> **WHAT YOU NEED TO DO**
1. In the article on home buying below, rewrite the paragraph beginning "First, talk to a mortgage lender" as a short bulleted list that keeps its main facts.
2. Extract every line of the records below that contains the string "column".

Home Buying Persistence

home buying persistence
How to prepare for the bidding war.

Before the health lockdowns, home sale inventory was already well below the volume to maintain a healthy housing market.  Many home owners decided to put off their spring and summer home sales this year as a result of health concerns, further reducing the available home sale inventory.  The result was that the number of home buyers competing for one home increased. Low home sale inventory continues to be an issue, and there is still a high probability of competing with other buyer offers on a home.  As a home buyer, you are probably wondering how to win the multiple offer scenario. It comes down to home buying persistence.

The obvious way to win a bidding war is to make the most attractive offer to the seller.  But that’s easier said than done.  The reality is that beating out multiple home buyer offers means you need to be organized, and go in with your best offer.  And if you lose out on the home, don’t give up. 

Get organized.

First, talk to a mortgage lender before looking at homes.  Have the loan officer review your credit and income to determine what mortgage program is best for you, and get pre-approved.  Once you’re pre-approved, you can be confident about making an offer on a home.  Your mortgage application should also be easier because you’ve already given documents to the loan officer.  But the most important reason for a pre-approval is for the seller to feel confident with your offer.

When the seller reviews multiple offers, they usually rank offers with contingencies lower than the non-contingent offers.  Rather than foregoing the home inspection, consider having a pre-offer home inspection.  The pre-offer inspection will allow you to determine the condition of the home so your offer will be more attractive to the seller.

> **DATASET EXTRACT**
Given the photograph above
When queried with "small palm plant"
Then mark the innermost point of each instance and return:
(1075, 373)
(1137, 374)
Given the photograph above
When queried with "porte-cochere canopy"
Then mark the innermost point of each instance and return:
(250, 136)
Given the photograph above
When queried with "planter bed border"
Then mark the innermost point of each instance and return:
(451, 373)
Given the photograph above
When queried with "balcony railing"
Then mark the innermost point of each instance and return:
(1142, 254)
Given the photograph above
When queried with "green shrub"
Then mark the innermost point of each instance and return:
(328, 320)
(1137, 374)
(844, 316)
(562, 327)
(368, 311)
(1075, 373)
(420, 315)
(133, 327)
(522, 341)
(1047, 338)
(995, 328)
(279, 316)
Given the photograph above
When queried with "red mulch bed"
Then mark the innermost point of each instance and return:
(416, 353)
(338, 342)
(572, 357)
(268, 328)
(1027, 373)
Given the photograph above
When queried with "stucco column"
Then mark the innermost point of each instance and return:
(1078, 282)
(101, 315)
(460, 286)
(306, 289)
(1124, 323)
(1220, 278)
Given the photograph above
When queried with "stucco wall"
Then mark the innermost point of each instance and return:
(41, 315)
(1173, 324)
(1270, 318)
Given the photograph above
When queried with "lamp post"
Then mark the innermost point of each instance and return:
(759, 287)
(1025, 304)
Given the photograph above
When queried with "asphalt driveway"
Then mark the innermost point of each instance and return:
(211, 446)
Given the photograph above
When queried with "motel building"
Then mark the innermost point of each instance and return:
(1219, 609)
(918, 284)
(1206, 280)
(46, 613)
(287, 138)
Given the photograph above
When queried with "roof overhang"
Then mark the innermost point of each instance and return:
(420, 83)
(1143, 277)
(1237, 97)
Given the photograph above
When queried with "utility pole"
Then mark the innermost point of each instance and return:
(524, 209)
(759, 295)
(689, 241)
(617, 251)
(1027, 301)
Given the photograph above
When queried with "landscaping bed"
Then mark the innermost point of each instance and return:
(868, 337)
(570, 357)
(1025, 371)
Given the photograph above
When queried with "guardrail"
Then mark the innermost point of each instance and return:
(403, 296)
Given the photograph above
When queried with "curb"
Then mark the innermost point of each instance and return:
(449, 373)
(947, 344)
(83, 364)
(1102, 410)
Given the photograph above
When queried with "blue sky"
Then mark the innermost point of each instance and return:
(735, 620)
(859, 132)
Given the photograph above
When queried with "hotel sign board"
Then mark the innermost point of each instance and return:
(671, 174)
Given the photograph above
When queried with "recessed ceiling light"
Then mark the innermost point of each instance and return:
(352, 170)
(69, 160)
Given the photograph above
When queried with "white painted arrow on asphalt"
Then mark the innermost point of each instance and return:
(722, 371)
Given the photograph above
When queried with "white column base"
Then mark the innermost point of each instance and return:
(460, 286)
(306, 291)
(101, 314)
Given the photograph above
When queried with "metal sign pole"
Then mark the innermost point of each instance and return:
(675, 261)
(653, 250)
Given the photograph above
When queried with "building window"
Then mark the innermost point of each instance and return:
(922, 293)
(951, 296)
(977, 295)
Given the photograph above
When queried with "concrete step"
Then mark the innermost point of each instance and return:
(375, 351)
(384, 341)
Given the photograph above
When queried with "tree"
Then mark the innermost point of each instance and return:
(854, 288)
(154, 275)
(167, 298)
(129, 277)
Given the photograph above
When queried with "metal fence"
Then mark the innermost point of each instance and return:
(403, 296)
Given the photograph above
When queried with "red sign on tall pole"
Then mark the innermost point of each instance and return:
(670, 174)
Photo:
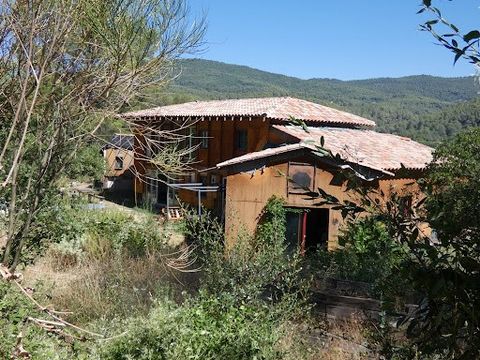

> **RESPONSE LIST**
1.
- Talk to a mortgage lender before looking at homes.
- Have the loan officer review your credit and income, choose the best mortgage program, and get pre-approved.
- Pre-approval lets you make an offer with confidence.
- It also makes the mortgage application easier, since the loan officer already has your documents.
- Most importantly, it gives the seller confidence in your offer.

2.
When queried with "stucco column"
When queried with "white column base"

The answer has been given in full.